## Given problem
Render the lines from the one containing "Locate every instance of the vinyl" through the end as a two-column CSV with the header line_text,answer. Each row pairs a line's wording with its answer, each in a single quoted field, with line breaks replaced by spaces.

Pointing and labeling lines
begin

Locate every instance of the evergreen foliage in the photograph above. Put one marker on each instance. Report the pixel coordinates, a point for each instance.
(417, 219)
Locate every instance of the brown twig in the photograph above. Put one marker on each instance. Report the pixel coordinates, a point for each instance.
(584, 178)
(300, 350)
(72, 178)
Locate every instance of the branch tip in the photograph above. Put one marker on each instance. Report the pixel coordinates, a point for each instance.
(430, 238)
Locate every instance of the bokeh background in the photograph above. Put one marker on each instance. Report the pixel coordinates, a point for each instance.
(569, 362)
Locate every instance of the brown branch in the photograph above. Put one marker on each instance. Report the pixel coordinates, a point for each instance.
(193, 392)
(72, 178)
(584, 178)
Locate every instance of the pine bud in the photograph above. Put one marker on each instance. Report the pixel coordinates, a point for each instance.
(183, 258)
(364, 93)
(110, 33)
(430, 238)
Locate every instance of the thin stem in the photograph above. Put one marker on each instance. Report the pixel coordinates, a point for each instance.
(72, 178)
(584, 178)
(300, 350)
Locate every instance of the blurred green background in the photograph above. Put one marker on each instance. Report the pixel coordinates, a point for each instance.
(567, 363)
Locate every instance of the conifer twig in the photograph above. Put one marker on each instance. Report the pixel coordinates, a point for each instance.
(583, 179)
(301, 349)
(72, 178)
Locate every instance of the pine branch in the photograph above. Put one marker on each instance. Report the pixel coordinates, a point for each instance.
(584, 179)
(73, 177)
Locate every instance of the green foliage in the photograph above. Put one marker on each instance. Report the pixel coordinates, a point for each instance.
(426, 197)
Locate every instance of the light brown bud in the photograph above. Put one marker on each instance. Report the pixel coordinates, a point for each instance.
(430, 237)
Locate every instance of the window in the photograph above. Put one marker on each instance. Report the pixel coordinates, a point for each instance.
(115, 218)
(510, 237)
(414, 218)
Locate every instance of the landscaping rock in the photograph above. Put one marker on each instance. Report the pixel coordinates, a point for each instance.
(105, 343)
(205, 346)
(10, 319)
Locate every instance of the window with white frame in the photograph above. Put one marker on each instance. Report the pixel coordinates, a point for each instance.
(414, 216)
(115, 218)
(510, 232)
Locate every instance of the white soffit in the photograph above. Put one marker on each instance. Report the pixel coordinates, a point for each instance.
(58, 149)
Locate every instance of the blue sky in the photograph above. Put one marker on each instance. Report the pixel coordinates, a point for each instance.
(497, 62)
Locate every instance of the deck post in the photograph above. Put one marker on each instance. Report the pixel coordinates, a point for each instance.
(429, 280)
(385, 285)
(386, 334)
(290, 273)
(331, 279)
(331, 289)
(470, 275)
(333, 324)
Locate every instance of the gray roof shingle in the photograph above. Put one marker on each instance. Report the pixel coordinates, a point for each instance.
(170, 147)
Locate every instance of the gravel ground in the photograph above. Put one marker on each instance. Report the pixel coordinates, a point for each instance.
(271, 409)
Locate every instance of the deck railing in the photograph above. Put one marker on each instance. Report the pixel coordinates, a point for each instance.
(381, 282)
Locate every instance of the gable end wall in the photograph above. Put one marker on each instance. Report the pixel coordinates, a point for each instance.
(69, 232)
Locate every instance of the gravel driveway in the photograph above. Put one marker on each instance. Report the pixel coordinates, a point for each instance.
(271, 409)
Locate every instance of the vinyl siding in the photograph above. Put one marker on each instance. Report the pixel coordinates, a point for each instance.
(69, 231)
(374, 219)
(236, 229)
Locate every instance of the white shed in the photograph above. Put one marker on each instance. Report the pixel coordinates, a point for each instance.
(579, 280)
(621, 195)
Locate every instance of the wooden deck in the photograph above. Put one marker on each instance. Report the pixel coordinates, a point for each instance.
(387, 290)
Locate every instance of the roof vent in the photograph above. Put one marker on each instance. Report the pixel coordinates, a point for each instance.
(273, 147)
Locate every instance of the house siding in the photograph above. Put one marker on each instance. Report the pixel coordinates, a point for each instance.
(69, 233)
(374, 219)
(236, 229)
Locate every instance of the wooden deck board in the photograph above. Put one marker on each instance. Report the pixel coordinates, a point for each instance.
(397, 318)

end

## Full output
line_text,answer
"Locate every instance of the vinyl siding in the photograph above. Put one marker on each instance. Report the pixel coordinates, a point for each instance.","(69, 231) (374, 219) (236, 229)"
"Locate every instance of the white shed in the photograph above. Put one marker on each instance. Report the pixel coordinates, a point for each instance.","(579, 280) (621, 195)"
"Locate every instance of the wooden deck in the photograph above. Put one marker on each instance. Report the pixel coordinates, a point for each instance.","(387, 290)"
"Locate every instance of the roof vent in the photograph above. Put one marker on each instance. Report the pixel coordinates, a point for each instance.","(273, 147)"
"Locate every instance of the house siding in the photograph above. Put one marker on each instance. Report the pixel coordinates, a point for each instance.","(69, 233) (374, 219) (236, 229)"
"Locate every instance of the wooden deck board in the photograph above. Put one marker on each instance. Report the pixel coordinates, a point for each instance.","(397, 318)"